Trecho citado »

========

Foram excetuados da reforma as Forças Armadas e as Polícias Militares dos estados e respectivos Corpos de Bombeiros, pela justificação previdenciária de que seus regimes de trabalho não são equiparáveis à Previdência Social, principalmente pelo argumento da nivelação da idade única de aposentadoria para todos, que é a proposta principal da PEC 286/2016. Do mesmo argumento ora se valem as Polícias Civis, para também reivindicar exclusão.

 

Mais além da Previdência Social e de parte dos servidores públicos, o Projeto Temer inclui também o sistema de Assistência Social, vinculado às aposentadorias por idade e por todas as formas de invalidez (cegos, surdos, mudos, coxos, doentes mentais, dentre outros), condicionados à extrema pobreza (até ¼ de renda per-capita familiar).

========

O que fazer » Digite novamente, na íntegra e sem nenhuma alteração, o trecho acima sobre a reforma da Previdência.

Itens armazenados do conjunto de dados
========

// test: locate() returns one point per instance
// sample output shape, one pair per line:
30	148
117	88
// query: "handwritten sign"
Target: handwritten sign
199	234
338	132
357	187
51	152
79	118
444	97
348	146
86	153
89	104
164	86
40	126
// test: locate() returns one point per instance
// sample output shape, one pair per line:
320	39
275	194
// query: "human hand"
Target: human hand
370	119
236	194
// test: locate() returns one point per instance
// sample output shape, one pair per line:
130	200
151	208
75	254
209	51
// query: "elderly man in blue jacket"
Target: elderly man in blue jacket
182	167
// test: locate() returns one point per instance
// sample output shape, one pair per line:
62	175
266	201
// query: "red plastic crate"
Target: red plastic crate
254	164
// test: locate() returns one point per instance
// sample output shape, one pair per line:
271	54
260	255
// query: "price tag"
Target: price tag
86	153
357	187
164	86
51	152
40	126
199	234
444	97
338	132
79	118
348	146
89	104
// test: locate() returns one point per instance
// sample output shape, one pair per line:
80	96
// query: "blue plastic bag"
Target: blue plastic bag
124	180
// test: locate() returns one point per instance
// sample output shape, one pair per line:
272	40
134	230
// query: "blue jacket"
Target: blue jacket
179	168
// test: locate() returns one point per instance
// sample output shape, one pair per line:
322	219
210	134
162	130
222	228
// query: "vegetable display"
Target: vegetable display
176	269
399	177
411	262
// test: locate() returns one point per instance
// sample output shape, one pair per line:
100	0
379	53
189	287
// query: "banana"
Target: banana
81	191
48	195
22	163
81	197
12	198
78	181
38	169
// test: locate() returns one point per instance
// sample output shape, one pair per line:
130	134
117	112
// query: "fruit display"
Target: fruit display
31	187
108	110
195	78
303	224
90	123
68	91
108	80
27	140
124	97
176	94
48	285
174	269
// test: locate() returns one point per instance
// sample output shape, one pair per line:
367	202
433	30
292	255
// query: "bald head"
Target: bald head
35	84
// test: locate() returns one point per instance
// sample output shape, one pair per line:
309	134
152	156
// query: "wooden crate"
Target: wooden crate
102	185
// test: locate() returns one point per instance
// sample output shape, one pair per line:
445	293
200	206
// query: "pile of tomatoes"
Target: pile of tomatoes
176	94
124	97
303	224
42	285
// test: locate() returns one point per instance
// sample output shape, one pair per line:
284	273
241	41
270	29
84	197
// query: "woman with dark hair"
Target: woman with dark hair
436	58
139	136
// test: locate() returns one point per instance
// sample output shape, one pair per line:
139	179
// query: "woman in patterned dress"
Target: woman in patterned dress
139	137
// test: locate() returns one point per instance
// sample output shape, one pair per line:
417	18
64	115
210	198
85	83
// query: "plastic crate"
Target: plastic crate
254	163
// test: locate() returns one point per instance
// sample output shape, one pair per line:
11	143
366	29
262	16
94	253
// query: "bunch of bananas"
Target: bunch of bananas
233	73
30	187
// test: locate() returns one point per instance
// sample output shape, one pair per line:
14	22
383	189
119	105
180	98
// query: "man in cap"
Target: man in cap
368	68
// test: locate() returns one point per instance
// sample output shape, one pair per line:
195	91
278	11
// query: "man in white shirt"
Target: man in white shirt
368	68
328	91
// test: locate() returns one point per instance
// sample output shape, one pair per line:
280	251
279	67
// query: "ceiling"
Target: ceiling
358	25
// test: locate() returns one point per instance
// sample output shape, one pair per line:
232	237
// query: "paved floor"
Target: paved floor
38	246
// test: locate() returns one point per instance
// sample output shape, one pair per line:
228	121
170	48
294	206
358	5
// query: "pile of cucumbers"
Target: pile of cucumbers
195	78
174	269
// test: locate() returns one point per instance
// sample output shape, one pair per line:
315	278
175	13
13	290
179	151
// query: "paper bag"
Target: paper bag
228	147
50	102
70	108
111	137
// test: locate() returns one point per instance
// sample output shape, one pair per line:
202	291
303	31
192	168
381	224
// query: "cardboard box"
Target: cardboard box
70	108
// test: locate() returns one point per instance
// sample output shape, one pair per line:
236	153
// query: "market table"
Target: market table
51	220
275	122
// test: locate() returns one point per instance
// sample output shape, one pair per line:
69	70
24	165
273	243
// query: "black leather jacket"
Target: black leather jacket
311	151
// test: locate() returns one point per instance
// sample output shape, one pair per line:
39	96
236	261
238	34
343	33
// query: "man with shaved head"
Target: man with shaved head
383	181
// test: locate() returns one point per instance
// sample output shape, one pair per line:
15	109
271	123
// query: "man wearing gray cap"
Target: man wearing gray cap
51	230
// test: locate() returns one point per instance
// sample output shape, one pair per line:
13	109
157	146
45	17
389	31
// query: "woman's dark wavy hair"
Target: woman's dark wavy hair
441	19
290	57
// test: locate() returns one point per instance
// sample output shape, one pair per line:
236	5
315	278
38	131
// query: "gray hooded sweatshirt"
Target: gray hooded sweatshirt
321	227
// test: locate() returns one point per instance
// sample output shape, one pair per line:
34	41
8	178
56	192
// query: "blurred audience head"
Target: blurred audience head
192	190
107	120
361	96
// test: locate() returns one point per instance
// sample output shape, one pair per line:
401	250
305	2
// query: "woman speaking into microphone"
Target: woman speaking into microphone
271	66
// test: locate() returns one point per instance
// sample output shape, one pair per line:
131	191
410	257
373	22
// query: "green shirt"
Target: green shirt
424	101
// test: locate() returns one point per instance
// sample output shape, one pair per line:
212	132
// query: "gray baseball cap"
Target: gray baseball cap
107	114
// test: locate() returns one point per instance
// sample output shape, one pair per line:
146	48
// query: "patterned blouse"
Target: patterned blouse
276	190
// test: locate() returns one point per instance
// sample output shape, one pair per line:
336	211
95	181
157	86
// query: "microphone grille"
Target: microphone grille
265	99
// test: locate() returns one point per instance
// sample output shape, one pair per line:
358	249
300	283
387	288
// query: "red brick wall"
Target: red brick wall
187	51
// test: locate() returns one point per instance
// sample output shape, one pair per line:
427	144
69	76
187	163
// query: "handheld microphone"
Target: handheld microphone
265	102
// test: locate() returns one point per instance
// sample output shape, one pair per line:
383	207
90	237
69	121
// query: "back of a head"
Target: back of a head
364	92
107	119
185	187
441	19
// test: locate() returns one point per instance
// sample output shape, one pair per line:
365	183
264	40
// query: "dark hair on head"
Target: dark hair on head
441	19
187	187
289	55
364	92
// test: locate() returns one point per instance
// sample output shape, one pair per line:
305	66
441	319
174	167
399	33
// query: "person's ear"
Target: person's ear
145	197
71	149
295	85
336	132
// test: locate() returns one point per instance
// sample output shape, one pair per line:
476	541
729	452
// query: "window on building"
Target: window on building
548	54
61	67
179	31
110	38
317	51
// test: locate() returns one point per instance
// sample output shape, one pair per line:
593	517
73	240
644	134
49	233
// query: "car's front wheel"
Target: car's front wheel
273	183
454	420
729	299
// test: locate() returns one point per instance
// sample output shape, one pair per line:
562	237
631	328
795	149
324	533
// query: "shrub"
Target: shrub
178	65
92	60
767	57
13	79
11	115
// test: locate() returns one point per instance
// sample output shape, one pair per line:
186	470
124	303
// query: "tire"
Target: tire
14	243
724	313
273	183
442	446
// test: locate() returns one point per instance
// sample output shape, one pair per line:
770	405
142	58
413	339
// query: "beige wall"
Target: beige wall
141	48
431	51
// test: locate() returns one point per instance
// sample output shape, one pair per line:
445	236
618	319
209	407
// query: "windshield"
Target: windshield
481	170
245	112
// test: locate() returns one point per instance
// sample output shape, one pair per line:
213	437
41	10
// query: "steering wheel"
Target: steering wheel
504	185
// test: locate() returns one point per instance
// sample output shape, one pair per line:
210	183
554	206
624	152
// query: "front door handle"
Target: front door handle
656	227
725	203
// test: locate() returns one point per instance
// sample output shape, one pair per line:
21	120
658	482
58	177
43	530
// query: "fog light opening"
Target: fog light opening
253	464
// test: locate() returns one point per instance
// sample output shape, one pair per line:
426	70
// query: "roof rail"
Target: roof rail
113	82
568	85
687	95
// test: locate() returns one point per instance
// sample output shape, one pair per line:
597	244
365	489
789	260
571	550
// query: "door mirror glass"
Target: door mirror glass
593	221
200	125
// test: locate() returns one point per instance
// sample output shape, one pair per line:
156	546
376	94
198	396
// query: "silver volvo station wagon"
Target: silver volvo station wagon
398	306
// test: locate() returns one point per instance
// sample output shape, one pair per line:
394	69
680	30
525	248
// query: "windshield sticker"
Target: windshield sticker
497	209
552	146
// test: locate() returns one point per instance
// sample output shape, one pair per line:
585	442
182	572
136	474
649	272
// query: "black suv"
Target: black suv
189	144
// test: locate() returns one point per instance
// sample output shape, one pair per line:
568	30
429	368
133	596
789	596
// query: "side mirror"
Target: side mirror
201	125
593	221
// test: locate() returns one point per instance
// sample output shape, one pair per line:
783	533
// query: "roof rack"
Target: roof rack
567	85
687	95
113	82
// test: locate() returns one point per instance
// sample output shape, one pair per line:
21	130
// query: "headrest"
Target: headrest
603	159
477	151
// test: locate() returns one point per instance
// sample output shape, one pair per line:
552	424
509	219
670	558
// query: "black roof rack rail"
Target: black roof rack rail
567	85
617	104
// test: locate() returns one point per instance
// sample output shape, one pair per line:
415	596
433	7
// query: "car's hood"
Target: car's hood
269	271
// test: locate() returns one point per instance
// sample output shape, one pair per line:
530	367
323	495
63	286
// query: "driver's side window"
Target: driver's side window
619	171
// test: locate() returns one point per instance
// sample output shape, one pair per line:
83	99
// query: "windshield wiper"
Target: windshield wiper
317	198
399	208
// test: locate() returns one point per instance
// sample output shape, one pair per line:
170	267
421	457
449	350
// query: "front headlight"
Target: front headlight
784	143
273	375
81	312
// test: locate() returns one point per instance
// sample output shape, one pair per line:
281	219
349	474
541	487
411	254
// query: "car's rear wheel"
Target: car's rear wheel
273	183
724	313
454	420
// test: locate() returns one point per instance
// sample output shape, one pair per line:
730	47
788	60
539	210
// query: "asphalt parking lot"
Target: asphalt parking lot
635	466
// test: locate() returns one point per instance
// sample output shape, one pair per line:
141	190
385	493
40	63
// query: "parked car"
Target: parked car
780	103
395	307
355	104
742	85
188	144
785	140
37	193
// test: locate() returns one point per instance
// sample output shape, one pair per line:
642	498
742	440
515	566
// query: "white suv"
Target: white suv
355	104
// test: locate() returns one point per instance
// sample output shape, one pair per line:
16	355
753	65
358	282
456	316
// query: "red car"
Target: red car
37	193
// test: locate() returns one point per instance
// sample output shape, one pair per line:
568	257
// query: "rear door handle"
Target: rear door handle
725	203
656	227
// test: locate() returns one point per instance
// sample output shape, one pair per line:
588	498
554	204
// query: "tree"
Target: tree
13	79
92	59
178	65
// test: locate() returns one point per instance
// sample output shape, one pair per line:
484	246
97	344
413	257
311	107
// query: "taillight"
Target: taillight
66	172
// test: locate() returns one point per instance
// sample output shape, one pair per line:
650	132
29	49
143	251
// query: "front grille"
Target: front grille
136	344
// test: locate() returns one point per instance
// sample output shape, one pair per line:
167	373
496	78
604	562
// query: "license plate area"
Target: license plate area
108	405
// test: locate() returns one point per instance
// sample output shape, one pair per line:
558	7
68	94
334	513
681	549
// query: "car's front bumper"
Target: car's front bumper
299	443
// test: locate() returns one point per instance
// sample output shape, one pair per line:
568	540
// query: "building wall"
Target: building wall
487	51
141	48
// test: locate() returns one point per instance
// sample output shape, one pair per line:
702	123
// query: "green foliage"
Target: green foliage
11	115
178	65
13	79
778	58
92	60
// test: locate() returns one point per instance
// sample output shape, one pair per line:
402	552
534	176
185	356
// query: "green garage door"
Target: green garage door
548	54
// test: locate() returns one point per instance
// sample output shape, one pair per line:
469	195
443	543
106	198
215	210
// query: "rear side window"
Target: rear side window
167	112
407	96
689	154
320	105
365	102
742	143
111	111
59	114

========

Resposta »
Foram excetuados da reforma as Forças Armadas e as Polícias Militares dos estados e respectivos Corpos de Bombeiros, pela justificação previdenciária de que seus regimes de trabalho não são equiparáveis à Previdência Social, principalmente pelo argumento da nivelação da idade única de aposentadoria para todos, que é a proposta principal da PEC 286/2016. Do mesmo argumento ora se valem as Polícias Civis, para também reivindicar exclusão.

 

Mais além da Previdência Social e de parte dos servidores públicos, o Projeto Temer inclui também o sistema de Assistência Social, vinculado às aposentadorias por idade e por todas as formas de invalidez (cegos, surdos, mudos, coxos, doentes mentais, dentre outros), condicionados à extrema pobreza (até ¼ de renda per-capita familiar).